Pull out every line in the items below that contains the string "woman" and copy each one in full.

::: Excerpted data

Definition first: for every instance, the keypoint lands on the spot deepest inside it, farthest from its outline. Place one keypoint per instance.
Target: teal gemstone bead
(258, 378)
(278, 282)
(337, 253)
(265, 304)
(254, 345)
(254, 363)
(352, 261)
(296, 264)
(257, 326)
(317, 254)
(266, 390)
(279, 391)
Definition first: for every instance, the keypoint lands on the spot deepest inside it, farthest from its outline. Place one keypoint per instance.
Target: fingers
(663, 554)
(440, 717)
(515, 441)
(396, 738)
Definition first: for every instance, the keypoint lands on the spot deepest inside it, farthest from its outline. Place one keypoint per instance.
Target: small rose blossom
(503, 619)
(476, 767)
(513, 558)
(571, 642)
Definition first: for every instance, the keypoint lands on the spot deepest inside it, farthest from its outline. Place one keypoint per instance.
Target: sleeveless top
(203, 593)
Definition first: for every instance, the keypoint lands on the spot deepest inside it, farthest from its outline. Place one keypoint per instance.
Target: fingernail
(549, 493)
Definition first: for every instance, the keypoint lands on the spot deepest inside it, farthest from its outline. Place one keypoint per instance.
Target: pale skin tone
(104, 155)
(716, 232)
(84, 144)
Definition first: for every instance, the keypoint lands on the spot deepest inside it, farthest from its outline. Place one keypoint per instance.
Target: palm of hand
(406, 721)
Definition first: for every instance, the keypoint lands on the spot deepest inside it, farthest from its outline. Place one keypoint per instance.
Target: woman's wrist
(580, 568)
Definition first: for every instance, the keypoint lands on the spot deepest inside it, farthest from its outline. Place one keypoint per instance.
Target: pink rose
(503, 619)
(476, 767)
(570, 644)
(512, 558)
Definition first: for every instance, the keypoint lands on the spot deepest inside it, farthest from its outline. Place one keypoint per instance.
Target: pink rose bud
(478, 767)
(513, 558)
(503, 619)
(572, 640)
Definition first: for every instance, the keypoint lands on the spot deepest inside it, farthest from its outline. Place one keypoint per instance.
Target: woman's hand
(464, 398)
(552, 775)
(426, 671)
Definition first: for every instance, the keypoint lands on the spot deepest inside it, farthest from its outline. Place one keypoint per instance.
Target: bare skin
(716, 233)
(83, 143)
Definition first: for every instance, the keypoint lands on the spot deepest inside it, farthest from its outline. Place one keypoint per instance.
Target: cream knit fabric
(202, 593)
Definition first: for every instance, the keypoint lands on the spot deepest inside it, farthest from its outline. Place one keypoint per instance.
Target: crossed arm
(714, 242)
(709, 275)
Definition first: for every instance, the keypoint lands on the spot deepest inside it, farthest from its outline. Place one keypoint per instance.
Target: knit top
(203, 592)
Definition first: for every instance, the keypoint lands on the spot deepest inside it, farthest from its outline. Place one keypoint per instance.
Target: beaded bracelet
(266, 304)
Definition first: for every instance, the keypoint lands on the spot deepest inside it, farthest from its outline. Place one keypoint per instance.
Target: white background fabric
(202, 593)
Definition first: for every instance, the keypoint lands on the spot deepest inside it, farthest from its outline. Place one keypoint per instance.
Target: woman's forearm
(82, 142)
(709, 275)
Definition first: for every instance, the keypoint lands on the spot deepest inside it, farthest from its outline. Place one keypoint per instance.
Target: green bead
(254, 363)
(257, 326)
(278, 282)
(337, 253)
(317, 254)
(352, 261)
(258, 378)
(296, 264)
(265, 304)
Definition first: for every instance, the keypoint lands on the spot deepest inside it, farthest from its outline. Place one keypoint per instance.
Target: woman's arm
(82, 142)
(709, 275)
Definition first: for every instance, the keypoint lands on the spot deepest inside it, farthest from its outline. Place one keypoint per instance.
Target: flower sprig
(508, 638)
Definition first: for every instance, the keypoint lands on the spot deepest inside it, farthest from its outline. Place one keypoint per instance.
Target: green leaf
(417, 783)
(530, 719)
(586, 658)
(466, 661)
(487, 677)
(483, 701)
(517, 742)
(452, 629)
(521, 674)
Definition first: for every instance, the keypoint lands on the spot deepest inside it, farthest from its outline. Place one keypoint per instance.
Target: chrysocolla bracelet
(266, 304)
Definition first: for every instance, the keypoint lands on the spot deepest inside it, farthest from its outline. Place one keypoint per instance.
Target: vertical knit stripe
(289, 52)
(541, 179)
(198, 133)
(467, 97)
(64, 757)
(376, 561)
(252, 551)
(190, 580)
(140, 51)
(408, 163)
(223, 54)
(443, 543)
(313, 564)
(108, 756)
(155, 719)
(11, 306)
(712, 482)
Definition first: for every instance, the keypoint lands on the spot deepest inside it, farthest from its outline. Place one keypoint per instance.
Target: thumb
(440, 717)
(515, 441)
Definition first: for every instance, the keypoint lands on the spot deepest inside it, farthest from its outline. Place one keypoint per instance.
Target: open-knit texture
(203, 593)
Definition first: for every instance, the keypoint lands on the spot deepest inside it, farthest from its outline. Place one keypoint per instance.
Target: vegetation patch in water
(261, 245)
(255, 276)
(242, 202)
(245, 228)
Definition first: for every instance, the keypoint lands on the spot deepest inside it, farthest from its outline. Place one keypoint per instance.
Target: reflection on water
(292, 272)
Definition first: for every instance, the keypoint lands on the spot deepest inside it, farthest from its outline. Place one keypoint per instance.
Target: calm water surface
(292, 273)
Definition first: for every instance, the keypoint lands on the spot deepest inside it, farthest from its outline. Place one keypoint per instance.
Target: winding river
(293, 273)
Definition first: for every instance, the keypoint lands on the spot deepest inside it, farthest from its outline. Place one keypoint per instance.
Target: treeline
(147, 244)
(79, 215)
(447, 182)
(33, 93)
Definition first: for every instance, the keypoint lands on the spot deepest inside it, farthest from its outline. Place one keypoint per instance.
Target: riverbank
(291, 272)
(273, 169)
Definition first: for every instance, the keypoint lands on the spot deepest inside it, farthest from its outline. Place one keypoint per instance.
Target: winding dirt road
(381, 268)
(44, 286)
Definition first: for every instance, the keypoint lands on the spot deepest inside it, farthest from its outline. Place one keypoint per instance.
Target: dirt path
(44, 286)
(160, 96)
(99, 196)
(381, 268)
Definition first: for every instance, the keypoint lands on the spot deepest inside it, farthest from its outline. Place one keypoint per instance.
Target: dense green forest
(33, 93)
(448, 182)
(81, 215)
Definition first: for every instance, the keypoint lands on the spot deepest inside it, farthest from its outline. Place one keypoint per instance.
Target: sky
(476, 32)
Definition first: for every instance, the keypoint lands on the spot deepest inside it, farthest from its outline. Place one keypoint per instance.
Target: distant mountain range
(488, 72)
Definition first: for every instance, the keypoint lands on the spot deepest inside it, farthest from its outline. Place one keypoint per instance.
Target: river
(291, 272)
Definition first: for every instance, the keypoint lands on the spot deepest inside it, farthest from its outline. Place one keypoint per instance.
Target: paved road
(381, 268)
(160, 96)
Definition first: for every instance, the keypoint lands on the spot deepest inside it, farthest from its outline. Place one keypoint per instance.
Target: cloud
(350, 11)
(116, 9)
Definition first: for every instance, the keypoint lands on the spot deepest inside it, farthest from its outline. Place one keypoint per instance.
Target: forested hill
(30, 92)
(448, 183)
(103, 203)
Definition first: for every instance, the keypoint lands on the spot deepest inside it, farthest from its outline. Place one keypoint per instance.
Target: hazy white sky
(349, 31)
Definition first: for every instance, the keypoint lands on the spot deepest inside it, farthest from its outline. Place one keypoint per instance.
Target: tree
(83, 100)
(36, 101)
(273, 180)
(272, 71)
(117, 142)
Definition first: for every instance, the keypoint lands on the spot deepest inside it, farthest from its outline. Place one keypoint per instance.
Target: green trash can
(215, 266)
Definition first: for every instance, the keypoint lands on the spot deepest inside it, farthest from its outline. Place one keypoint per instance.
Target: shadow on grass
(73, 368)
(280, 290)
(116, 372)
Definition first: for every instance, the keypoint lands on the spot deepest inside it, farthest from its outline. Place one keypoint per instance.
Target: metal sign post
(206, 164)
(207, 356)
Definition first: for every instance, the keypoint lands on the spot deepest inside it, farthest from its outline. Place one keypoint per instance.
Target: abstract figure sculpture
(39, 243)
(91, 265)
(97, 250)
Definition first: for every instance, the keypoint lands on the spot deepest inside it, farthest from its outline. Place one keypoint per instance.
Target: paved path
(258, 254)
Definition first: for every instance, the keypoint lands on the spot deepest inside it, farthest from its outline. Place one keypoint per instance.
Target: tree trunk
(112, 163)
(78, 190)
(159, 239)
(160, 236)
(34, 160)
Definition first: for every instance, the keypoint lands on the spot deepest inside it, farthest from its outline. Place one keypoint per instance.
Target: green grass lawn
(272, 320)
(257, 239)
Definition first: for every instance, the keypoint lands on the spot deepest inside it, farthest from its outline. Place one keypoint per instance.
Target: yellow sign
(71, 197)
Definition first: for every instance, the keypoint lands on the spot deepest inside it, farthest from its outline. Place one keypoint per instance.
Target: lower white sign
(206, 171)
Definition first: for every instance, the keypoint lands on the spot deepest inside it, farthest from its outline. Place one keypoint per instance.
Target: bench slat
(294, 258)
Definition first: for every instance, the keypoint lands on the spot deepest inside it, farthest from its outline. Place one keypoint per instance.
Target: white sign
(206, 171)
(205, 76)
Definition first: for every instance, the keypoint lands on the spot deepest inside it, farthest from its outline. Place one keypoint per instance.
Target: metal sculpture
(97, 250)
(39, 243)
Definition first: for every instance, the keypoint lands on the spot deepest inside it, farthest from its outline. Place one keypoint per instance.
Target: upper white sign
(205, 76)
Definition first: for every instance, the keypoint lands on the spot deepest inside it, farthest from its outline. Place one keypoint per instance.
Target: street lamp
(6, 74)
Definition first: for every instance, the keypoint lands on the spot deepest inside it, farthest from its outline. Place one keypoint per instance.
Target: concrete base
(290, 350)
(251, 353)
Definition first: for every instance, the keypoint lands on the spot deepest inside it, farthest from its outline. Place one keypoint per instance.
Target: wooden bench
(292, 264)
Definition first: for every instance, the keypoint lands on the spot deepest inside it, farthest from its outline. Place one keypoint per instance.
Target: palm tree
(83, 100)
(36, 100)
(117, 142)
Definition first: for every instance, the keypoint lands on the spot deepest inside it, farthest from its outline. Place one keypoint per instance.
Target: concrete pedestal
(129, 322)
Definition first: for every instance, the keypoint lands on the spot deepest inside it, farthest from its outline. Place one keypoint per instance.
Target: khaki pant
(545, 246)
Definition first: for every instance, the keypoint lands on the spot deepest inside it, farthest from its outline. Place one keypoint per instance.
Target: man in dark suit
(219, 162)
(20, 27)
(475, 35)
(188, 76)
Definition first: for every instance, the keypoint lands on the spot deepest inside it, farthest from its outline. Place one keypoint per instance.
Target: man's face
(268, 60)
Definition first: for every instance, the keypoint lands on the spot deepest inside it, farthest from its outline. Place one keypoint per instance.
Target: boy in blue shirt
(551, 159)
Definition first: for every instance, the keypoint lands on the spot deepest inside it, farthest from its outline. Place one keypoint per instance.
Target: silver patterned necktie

::::::

Result of this task
Target: woman's wrist
Target: woman's hand
Target: woman's forearm
Target: woman's arm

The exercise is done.